INSTRUCTIONS TO FOLLOW: Extract every line of the records that contains the word "white".

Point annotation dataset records
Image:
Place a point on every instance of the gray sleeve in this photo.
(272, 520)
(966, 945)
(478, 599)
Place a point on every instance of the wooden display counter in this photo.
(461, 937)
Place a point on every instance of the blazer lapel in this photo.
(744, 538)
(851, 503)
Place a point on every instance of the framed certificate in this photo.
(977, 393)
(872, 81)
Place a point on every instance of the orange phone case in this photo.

---

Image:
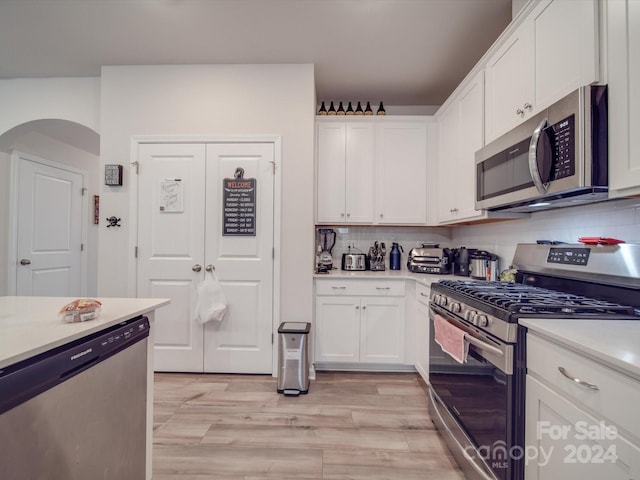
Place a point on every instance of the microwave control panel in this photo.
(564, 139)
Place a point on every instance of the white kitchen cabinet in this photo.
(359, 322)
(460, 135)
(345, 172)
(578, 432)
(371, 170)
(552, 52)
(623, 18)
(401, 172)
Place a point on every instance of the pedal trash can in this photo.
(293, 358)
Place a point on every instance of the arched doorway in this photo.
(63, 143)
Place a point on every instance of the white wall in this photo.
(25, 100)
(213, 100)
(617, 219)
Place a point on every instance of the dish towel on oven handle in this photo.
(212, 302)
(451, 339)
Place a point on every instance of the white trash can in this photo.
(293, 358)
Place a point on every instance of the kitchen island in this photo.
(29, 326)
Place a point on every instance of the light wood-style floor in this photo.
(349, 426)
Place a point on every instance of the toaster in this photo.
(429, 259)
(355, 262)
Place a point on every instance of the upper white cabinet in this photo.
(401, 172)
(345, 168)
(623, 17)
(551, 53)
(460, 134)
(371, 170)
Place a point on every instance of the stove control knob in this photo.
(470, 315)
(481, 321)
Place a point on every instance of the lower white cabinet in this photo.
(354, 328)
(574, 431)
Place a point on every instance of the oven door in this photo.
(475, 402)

FULL ANSWER:
Place a point on every instance of the white kitchen cabinet in this photo.
Place a point on every instance of the white wall in this photo.
Place a point on every instance of the white trash can in this photo.
Place a point on every instance of the upper white cabinet in this photo.
Place a point on every instance of the lower white cabinet in this photo.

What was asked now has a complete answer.